### Text ###

Tiny fonio cereal may hold big answers in food crisis

Despite growing for centuries in some of the driest, toughest agricultural zones of West Africa, the fonio cereal has been neglected by most agricultural development programmes, according to the World Bank. But skyrocketing rice price increases that have slammed rice-dependent West Africa and declining profits in other cash crops like cotton have some local producers turning back to the ancient cereal.

But Olivier Durand with the World Bank in Mali said fonio has some hurdles to clear before reaching store shelves: “Its main drawback is the very difficult post-harvest process, as it is a very small grain. There's a market for pre-cooked fonio, but prices are still pretty high due to the low productive post-harvest process.”

The average cost for a 1-kg package of pre-cooked fonio is US$2, twice as much as raw fonio, according to the US-funded Economic Growth Programme, which is trying to revive fonio production in Senegal. This price is about as twice as expensive as one kilo of the more commonly-consumed, but less protein-packed, rice.

The UN Food and Agricultural Organization (FAO) estimates an annual production of about 250,000 tons of fonio grown on 380,000 hectares of land in lead-producing country Guinea, followed by Nigeria, Mali, Burkina Faso and Ivory Coast.

But producers in other countries are trying to get in.

In Senegal, the mostly female cooperative, Yakaar Niani Wulli [the hope of villages Niani and Wulli, in the national Wolof language] of small-scale farmers in southern Senegal has been trying to plant and sell fonio.

The cereal fell out of vogue when families had more money to buy rice imports, said organic food biochemist Malik N’diaye with the Senegalese non-profit Environment, Development Action in the Third World (ENDA).

Because of its smaller-than-couscous size, de-husking and cleaning can take up to five poundings, an estimated one hour to mill less than 2kg. Fonio evokes rural images of a woman standing over a mortar pounding the seeds with sand, and then – sometimes unsuccessfully – separating sand from the grains.

But the World Bank’s Durand said relief is on the way: “New techniques will improve the productivity while reducing the work hardship for women.” He added the food crisis may give overlooked cereals like fonio more attention. “My fear with fashion and ‘revivals,’ he said, “[is] that one will consider this is one [and only] solution, the key revolution and miracle, [but it is]…one among other solutions to the
food security issue.”

FAO reports rice prices quadrupling worldwide in the past two years. In West Africa, only Burkina Faso is a cereal exporter, according to the
2008 Global Hunger Index, which stated hunger levels are higher in sub-Saharan Africa than anywhere else in the world.

ENDA’s Ndiaye told IRIN this is the same area where fonio freely grows: “Fonio can grow in arid zones, a plus for the drought and famine-prone Sahel.”

Finding a market

In 2007, the US-based Economic Growth Programme facilitated a tasting event of organic fonio in Koussanar, the Senegalese rural birthplace of the cereal located about 400km east of the capital Dakar. An American export company bought two tons of the pre-cooked fonio cereal from the federation, which was the federation’s lone export last year.

The production group is expected to harvest 20 tons from 60 hectares in 2008, with 10 tons to be sold and the other half reserved for local consumption.

The federation of about 2,000 members is trying to buy a husking machine to make their work quicker and to increase production, according to ENDA.

ENDA’S N’diaye told IRIN the time has come for people both in and out of West Africa to rethink the cereal: “It may be arcane because it has been around for so long, but it has medicinal properties able to fight diabetes, which has sparked recent interest.”

According to the French agricultural research centre working for international development (CIRAD), fonio is an amino-packed, easily digestible, easy-to-grow desert food.

N’diaye said locally, fonio is known mostly as the first dish a newlywed wife is required to cook for her husband. But it could be much more, he said: “It should also be known as a nutritious, protein-packed organic speciality good. It is old, but also new.”

### Data ###

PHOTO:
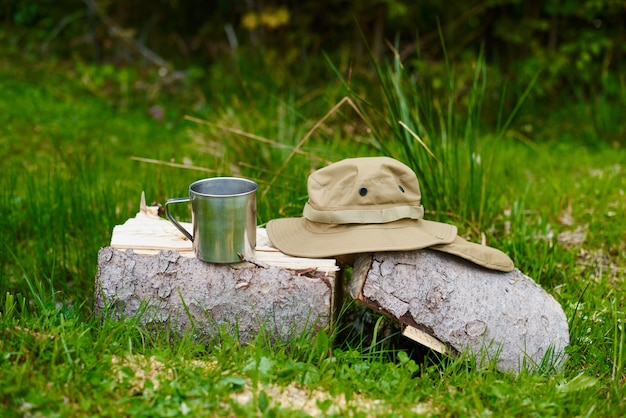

###

**Activity list**
A: In the fonio article above, rewrite the paragraph beginning "In 2007, the US-based Economic Growth Programme" more briefly, keeping its main facts.
B: According to the fonio article, how many members does the federation have?

**Your responses**
A: In 2007, the US-based Economic Growth Programme helped hold a tasting of organic fonio in Koussanar, the cereal's Senegalese birthplace about 400km east of Dakar. An American export company bought two tons of pre-cooked fonio from the federation, its only export that year.

B: About 2,000.